- _Requisitos do exercício_:
Converta toda a listagem abaixo em um CSV de duas colunas, entrada e saída, com uma linha para cada texto da listagem e a resposta correspondente, cada um em um campo entre aspas e com as quebras de linha trocadas por espaços. Deixe as imagens de fora.

● ● ● ● ● ● ●

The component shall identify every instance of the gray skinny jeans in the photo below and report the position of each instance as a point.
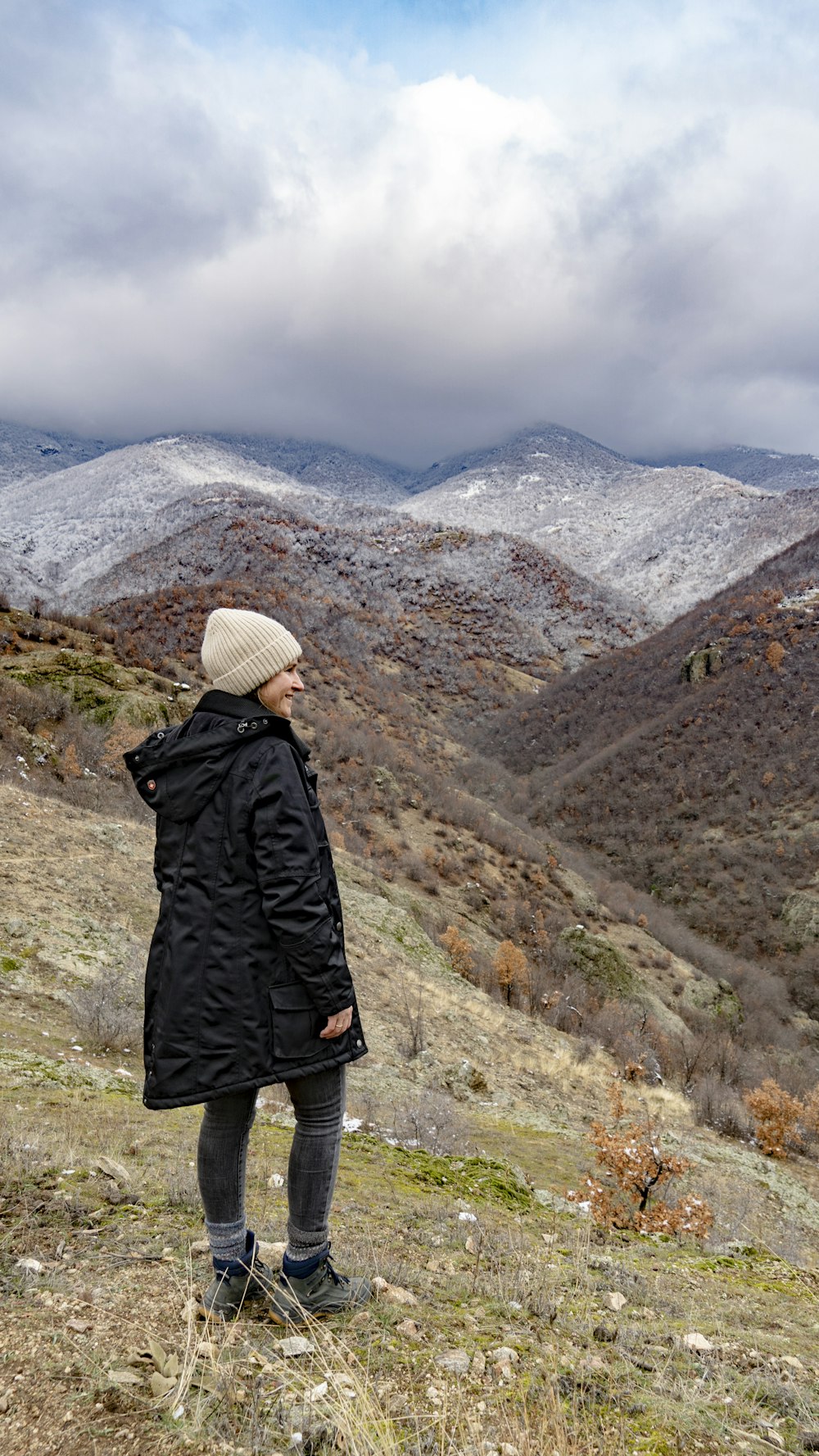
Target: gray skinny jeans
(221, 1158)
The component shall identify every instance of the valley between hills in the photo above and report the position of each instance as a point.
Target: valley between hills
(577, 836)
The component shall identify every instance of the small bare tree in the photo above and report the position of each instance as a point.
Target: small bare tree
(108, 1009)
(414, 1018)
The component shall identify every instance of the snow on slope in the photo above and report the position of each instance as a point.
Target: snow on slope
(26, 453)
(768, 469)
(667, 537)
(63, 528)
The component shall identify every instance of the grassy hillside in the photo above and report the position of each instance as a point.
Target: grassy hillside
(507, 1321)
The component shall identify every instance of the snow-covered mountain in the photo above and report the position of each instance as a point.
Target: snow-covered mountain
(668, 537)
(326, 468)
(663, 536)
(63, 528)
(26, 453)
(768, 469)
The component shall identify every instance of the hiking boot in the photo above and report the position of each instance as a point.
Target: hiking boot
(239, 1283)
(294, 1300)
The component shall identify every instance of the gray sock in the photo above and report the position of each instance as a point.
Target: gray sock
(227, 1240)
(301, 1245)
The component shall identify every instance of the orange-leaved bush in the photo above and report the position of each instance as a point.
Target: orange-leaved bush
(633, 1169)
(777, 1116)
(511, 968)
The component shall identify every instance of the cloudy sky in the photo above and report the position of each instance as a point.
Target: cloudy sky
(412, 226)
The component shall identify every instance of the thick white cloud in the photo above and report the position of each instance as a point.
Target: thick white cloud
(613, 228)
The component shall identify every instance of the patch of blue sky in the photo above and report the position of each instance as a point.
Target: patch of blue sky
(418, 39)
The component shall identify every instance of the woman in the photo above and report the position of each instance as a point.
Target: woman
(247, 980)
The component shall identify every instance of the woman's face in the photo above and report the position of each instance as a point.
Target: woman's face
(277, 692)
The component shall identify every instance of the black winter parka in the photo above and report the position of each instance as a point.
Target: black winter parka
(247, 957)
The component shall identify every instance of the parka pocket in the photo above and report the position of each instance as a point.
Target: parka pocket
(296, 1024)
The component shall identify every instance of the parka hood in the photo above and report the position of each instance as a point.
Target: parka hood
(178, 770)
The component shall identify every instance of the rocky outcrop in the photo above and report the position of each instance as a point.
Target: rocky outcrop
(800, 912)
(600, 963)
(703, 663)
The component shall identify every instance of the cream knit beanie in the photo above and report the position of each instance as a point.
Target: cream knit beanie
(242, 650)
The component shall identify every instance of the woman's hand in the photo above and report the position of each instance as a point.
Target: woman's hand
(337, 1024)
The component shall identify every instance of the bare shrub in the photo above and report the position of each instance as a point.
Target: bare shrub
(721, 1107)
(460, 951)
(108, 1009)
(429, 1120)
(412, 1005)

● ● ● ● ● ● ●

- _Problema resolvido_:
entrada,saída
"The component shall identify every instance of the gray skinny jeans in the photo below and report the position of each instance as a point. Target: gray skinny jeans","(221, 1158)"
"The component shall identify every instance of the valley between hills in the photo above and report the position of each instance as a point. Target: valley between hills","(577, 836)"
"The component shall identify every instance of the small bare tree in the photo above and report the position of each instance as a point. Target: small bare tree","(108, 1009) (414, 1018)"
"The component shall identify every instance of the snow on slope in the photo above and report the position of each instance as a point. Target: snow on slope","(26, 453) (768, 469) (667, 537) (63, 528)"
"The component shall identify every instance of the grassy hillside in the photo above and report the position of each instance as a point. Target: grassy hillside","(507, 1321)"
"The component shall identify every instance of the snow-covered mountain in the photo above and report the position of each instance as a point. Target: snow-covered mountain","(668, 537) (326, 468) (663, 536) (63, 528) (26, 453) (768, 469)"
"The component shall identify every instance of the hiking boot in the photo above and report the position of each instance as a point. Target: hiking boot","(239, 1283) (294, 1300)"
"The component shall identify every instance of the gray sock in the photo above and report the position of each instance as a point. Target: gray sock","(227, 1240) (301, 1245)"
"The component shall identify every instance of the orange-leaved bush in the photo above and report the position of each instance as a point. Target: orange-leaved bush","(633, 1169) (777, 1116) (511, 968)"
"The component shall identify every instance of the cloudy sky in the photo above and report the position of each instance as a point. Target: cloudy sky","(412, 226)"
"The component shall identify every instance of the thick white cloud in the photo above and report the position of each instance as a point. Target: thick white cloud","(613, 228)"
"The component shall identify every instance of the patch of blue sky in the photo above and report the position of each instance as a point. Target: patch of blue sky","(418, 39)"
"The component shall identify every instance of the woman in the photo above and report the position of each instance as a point. Target: woman","(247, 980)"
"The component shall identify every instance of the woman's face in the photo above and report the position of each instance as a point. Target: woman's face","(277, 692)"
"The component shall identify every instance of the black winter parka in the photo above and report the position of each instance as a point. Target: black winter parka","(247, 957)"
"The component shall identify every instance of the parka pocket in the photo above and report the position of each instance as a point. Target: parka pocket","(296, 1024)"
"The component shall identify every instance of the parka hood in the photo above and report the position of each instance as a point. Target: parka hood","(178, 770)"
"The component shall identify every instance of the rocky outcrop in the photo above and report the position of each instance as a point. Target: rocky outcrop","(800, 912) (600, 963) (703, 663)"
"The component shall identify every instance of the cream knit beanie in the photo above and report the position of each instance as a point. Target: cream knit beanie","(242, 650)"
"The component shall identify every instance of the woman's hand in the photo above and report the position of each instance as a point. Target: woman's hand","(337, 1024)"
"The component shall identify every instance of the bare shrub in the photo above and report the position of each instance as a point. Target: bare shrub","(721, 1107) (460, 951) (108, 1009) (429, 1120) (412, 1005)"